■ **任务说明 1**:
把QTREE6题解中以“查询x的话”开头的那一段改写成简短的要点列表，保留其主要事实。
■ **任务说明 2**:
接着QTREE6题解的最后一行续写下去。

■ **阅读材料**:
SPOJ QTREE6 - Query on a tree VI(lct)

https://www.spoj.com/problems/QTREE6/

考虑对0颜色和1颜色分别维护定根(no reverse)lct。

即在\(c[x]\)的lct上给\(x\)\(fa[x]\)连一条边。

修改直接link、cut。

查询x的话,考虑access走到最上面的点,这个点实际上和x是不连通的,但是它的子节点(x方向的)的子树就是联通块大小。

所以lct要顺便维护子树和。

Code:

#include<bits/stdc++.h>
#define fo(i, x, y) for(int i = x, _b = y; i <= _b; i ++)
#define ff(i, x, y) for(int i = x, _b = y; i <  _b; i ++)
#define fd(i, x, y) for(int i = x, _b = y; i >= _b; i --)
#define ll long long
#define pp printf
#define hh pp("\n")
using namespace std;

const int N = 1e5 + 5;

int n, x, y;

vector<int> e[N];
#define pb push_back
#define si size()

■ **原始数据**:
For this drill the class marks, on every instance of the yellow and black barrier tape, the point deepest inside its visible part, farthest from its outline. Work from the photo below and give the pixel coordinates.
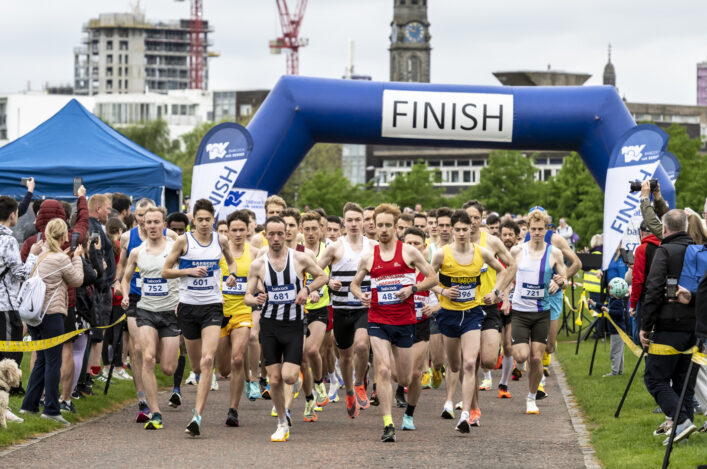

■ **任务答案 1**:
- 查询x时，用access走到最上面的点。
- 这个点实际上与x不连通。
- 该点在x方向上的子节点，其子树大小就是连通块大小。

■ **任务答案 2**:
int fa[N];

void dg(int x) {
	ff(_y, 0, e[x].si) {
		int y = e[x][_y];
		if(y == fa[x]) continue;
		fa[y] = x;
		dg(y);
	}
}

int id[N][2], td, id2[N];

struct lct {
	#define x0 t[x][0]
	#define x1 t[x][1]
	int fa[N], pf[N], t[N][2], s[N], ps[N];
	int lr(int x) { return t[fa[x]][1] == x;}
	void upd(int x) {
		if(x) s[x] = 1 + ps[x] + s[x0] + s[x1];
	}
	void ro(int x) {
		int y = fa[x], k = lr(x);
		t[y][k] = t[x][!k]; if(t[x][!k]) fa[t[x][!k]] = y;
		fa[x] = fa[y]; if(fa[y]) t[fa[y]][lr(y)] = x;
		fa[y] = x, t[x][!k] = y, pf[x] = pf[y];
		upd(y); upd(x);
	}
	void sp(int x, int y) {
		for(; fa[x] != y; ro(x)) if(fa[fa[x]] != y)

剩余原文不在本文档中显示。